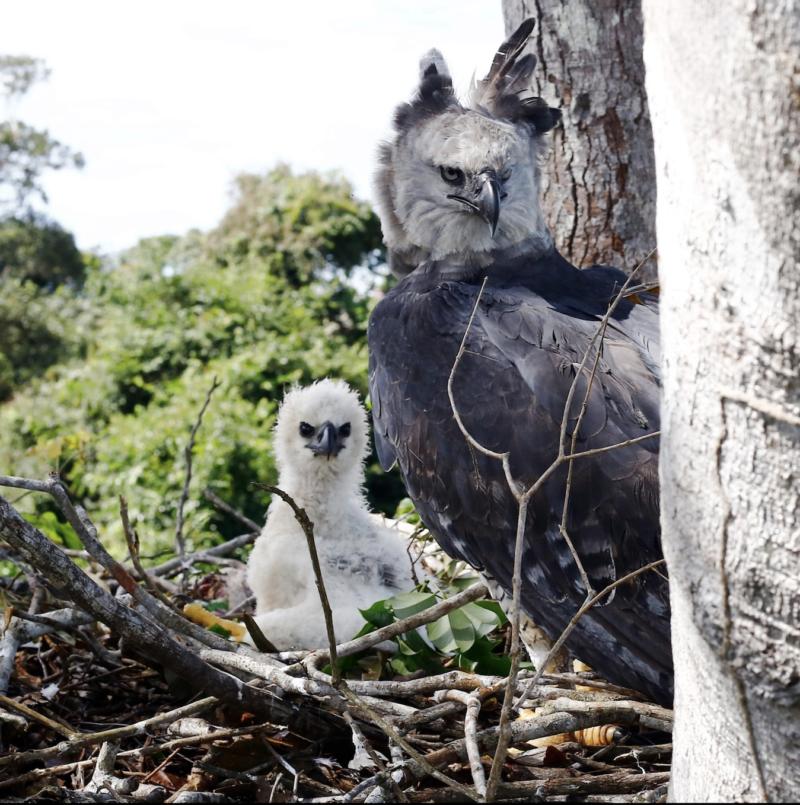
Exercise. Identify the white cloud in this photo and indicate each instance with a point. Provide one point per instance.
(169, 100)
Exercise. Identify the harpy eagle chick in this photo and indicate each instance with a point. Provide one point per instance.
(458, 196)
(321, 441)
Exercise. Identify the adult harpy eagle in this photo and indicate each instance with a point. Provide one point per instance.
(458, 192)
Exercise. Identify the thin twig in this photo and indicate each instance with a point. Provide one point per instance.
(305, 523)
(132, 538)
(180, 543)
(56, 726)
(472, 703)
(573, 622)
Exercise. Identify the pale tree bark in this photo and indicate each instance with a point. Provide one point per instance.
(724, 95)
(599, 182)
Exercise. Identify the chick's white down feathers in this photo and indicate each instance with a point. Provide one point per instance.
(362, 561)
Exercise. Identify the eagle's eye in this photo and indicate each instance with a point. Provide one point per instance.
(452, 175)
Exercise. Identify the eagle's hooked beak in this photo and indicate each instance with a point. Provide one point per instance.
(327, 441)
(487, 198)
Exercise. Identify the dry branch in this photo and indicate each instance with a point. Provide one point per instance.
(150, 639)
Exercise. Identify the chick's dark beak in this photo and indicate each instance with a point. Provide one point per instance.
(488, 198)
(326, 441)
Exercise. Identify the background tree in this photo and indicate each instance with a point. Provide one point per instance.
(726, 113)
(262, 301)
(38, 327)
(599, 181)
(26, 152)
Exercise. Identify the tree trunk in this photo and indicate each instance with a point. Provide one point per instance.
(599, 183)
(723, 89)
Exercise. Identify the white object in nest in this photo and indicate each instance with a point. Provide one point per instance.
(321, 441)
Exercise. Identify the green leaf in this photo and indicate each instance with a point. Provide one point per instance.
(378, 614)
(485, 658)
(407, 604)
(494, 607)
(463, 630)
(441, 635)
(483, 621)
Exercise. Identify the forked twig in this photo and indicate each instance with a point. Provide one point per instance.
(180, 542)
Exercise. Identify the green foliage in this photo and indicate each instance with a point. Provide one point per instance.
(39, 251)
(467, 638)
(296, 225)
(114, 414)
(26, 152)
(19, 73)
(37, 330)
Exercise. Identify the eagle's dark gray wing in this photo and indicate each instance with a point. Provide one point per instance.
(531, 331)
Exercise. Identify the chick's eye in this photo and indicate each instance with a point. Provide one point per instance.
(452, 175)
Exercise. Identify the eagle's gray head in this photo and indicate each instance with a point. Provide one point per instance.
(462, 181)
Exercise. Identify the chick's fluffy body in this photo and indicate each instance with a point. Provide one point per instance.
(362, 561)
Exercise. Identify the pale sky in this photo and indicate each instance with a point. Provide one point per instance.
(168, 100)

*****

Leave out the pictures and copy every record above exactly.

OUTPUT BELOW >>
Exercise. Identify the white cloud in this photo and indicate each instance with a point. Provide one point per instance.
(169, 100)
Exercise. Identify the harpy eagle chick in this photo and indicate each instance with a point. Provide one point per instance.
(458, 196)
(321, 441)
Exercise. Identify the adult harpy eagle in this photo and indicate each instance with a point. Provide one point per instance.
(458, 192)
Exercise. Identify the thin twig in this photo and indicate each instance with a point. Provide one point per instance.
(305, 523)
(132, 538)
(180, 543)
(56, 726)
(472, 703)
(573, 622)
Exercise. Identify the pale tree bark in this photo and indicate each instance with a point. Provide one point per instance.
(724, 95)
(599, 182)
Exercise. Identify the chick's white down feathers in this photo and indicate each instance with a point. Provide one point per instance.
(362, 561)
Exercise. Identify the eagle's eye in this photo and indicate each instance with a point. Provide one point per instance.
(452, 175)
Exercise. Identify the eagle's hooked beak in this photo and indicate each instance with a point. Provide one point per instance.
(327, 441)
(487, 198)
Exercise. Identify the dry branch in this photo and indicate each instance with a point. Provide one point per instance.
(150, 639)
Exercise. Identify the chick's dark beak in this photo and indicate each instance with a point. Provide one point per instance.
(488, 198)
(326, 441)
Exercise. Identify the background tree in this photo and indicate each instance with a point. Provide one point per instance.
(726, 113)
(262, 301)
(38, 327)
(599, 181)
(26, 152)
Exercise. Identify the tree trunk in this photo and indicate each instance with a point. Provide one point per instance.
(599, 183)
(723, 89)
Exercise. Identify the white object in nest in this photo and indicate each instance with a point. Provide one point per instance.
(321, 441)
Exercise. Identify the green leaf in this photo and indicate each instance with a point. Provide one point per instance.
(378, 614)
(485, 658)
(407, 604)
(494, 607)
(463, 630)
(441, 635)
(483, 621)
Exercise. Identify the forked twig in this photo and indicate each instance with a point. Provide one point per instance.
(180, 542)
Exercise. Identify the green foliage in this photo and indicate each instance with a point. Provide one point per instance.
(39, 251)
(467, 638)
(296, 225)
(114, 414)
(26, 152)
(19, 73)
(37, 330)
Exercise. Identify the eagle's dark gray wing in this photo and indicate each instance with a point. Provide one point per instance.
(531, 331)
Exercise. Identify the chick's eye in this photo and indicate each instance with a point. Provide one point per instance.
(452, 175)
Exercise. Identify the eagle's gray head in this photo and indicate each instance with a point. Provide one point per instance.
(462, 181)
Exercise. Identify the chick's fluffy body in this photo and indicate each instance with a point. Provide one point per instance.
(362, 561)
Exercise. Identify the pale sky in this photo and indicate each instance with a point. Provide one point per instance.
(168, 100)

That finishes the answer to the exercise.